[Excerpts of location labeling data]
'''

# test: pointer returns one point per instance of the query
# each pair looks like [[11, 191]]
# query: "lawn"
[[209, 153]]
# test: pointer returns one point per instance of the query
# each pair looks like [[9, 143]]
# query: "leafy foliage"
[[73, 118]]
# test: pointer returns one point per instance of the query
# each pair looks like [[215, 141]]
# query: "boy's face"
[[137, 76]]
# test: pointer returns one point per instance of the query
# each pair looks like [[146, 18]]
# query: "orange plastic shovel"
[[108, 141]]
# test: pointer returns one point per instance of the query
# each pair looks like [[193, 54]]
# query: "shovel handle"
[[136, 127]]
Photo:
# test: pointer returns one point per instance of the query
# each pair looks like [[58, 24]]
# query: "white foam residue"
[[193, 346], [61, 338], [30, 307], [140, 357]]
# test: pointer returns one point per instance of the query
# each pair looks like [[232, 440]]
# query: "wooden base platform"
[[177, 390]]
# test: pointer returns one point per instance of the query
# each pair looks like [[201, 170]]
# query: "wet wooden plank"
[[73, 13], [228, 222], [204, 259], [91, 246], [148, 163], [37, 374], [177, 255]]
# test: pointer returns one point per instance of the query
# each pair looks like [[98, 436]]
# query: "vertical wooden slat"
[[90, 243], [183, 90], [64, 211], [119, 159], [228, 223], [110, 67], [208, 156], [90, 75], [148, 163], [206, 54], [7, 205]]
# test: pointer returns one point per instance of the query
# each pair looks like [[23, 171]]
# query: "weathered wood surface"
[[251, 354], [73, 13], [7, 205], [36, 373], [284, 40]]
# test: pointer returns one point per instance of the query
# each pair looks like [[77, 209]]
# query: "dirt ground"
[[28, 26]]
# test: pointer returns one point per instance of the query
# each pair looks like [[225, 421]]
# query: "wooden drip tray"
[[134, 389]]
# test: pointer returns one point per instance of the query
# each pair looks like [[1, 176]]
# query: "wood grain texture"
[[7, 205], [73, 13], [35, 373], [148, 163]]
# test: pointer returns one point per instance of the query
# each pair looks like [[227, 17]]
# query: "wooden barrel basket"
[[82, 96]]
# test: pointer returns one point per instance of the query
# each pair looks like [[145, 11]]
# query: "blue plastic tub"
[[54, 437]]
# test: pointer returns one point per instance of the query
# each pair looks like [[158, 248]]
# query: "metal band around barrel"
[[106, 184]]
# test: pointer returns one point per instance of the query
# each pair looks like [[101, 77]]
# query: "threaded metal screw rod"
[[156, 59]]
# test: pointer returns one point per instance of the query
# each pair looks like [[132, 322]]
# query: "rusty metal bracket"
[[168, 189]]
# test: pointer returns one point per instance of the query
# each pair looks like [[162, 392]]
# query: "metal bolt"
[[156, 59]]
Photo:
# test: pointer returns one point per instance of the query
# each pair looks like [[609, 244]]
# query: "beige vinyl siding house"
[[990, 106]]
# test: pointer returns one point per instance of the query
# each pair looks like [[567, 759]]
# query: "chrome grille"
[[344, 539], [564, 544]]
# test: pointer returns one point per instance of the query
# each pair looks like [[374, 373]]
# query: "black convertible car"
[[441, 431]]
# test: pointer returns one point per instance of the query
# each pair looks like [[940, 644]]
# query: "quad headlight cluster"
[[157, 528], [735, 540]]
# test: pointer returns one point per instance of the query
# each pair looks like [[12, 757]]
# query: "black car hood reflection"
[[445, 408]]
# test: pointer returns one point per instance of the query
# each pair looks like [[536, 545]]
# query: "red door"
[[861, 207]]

'''

▸ **Problem details**
Reproduce all of the data above line for line, changing nothing.

▸ **Full output**
# test: pointer returns one point per instance of the query
# each pair looks like [[11, 191]]
# query: "lawn"
[[209, 153]]
# test: pointer returns one point per instance of the query
# each pair looks like [[9, 143]]
# query: "leafy foliage"
[[73, 118]]
# test: pointer returns one point per instance of the query
# each pair looks like [[215, 141]]
# query: "boy's face"
[[137, 76]]
# test: pointer returns one point per instance of the query
# each pair looks like [[146, 18]]
# query: "orange plastic shovel"
[[108, 141]]
# test: pointer returns one point per instance of the query
# each pair looks like [[193, 54]]
# query: "shovel handle"
[[136, 127]]
Photo:
# test: pointer returns one point per instance of the query
# each pair looks like [[58, 24]]
# query: "white foam residue"
[[193, 346], [61, 338], [30, 307], [140, 357]]
# test: pointer returns one point per instance of the query
# each pair looks like [[232, 440]]
# query: "wooden base platform"
[[177, 390]]
# test: pointer returns one point per instance of the query
# each pair looks like [[201, 170]]
# query: "wet wooden plank"
[[73, 13], [228, 222], [204, 259], [91, 246], [148, 163], [37, 374], [177, 255]]
# test: pointer returns one point per instance of the query
# each pair looks like [[98, 436]]
# query: "vertical wooden slat"
[[90, 243], [183, 90], [64, 211], [119, 159], [228, 223], [110, 67], [208, 156], [90, 75], [148, 163], [206, 54], [7, 205]]
# test: pointer returns one point per instance of the query
# each pair looks like [[23, 171]]
# query: "weathered wood surface"
[[251, 354], [73, 13], [7, 205], [36, 373], [284, 40]]
# test: pointer returns one point per instance of the query
# each pair looks like [[77, 209]]
# query: "dirt ground"
[[28, 26]]
# test: pointer returns one point per instance of the query
# each pair looks like [[225, 421]]
# query: "wooden drip tray"
[[134, 389]]
# test: pointer returns one point per instance of the query
# each pair looks like [[1, 176]]
# query: "wood grain texture"
[[7, 205], [73, 13], [35, 373], [148, 163]]
# test: pointer returns one point per instance of the query
# each pair looks like [[227, 17]]
# query: "wooden barrel basket"
[[82, 96]]
# test: pointer returns one point per instance of the query
# each pair looks like [[145, 11]]
# query: "blue plastic tub"
[[54, 437]]
# test: pointer returns one point per instance of the query
# each pair looks like [[158, 248]]
# query: "metal band around barrel"
[[106, 184]]
# test: pointer returns one point per instance of the query
# each pair looks like [[101, 77]]
# query: "threaded metal screw rod"
[[156, 59]]
# test: pointer returns one point per instance of the query
# each pair looks like [[132, 322]]
# query: "rusty metal bracket"
[[168, 189]]
# test: pointer returns one point per instance of the query
# each pair looks like [[162, 392]]
# query: "metal bolt"
[[156, 59]]
Photo:
# test: pointer returns one point per instance of the query
# each pair looks like [[609, 244]]
# query: "beige vinyl siding house"
[[990, 106]]
# test: pointer returns one point per instance of the query
# each pair looks like [[567, 759]]
# query: "chrome grille"
[[344, 539], [564, 544]]
# test: pointer returns one point per instance of the query
# each pair looks like [[374, 373]]
# query: "black convertible car"
[[441, 431]]
# test: pointer returns one point per instance of the query
# each pair looks like [[940, 644]]
# query: "quad headlight cluster"
[[157, 528], [735, 540]]
# test: pointer returns one point per instance of the query
# each pair looks like [[12, 757]]
# query: "black car hood reflection"
[[445, 408]]
# test: pointer returns one point per instance of the query
# each pair looks like [[536, 545]]
# query: "red door"
[[861, 207]]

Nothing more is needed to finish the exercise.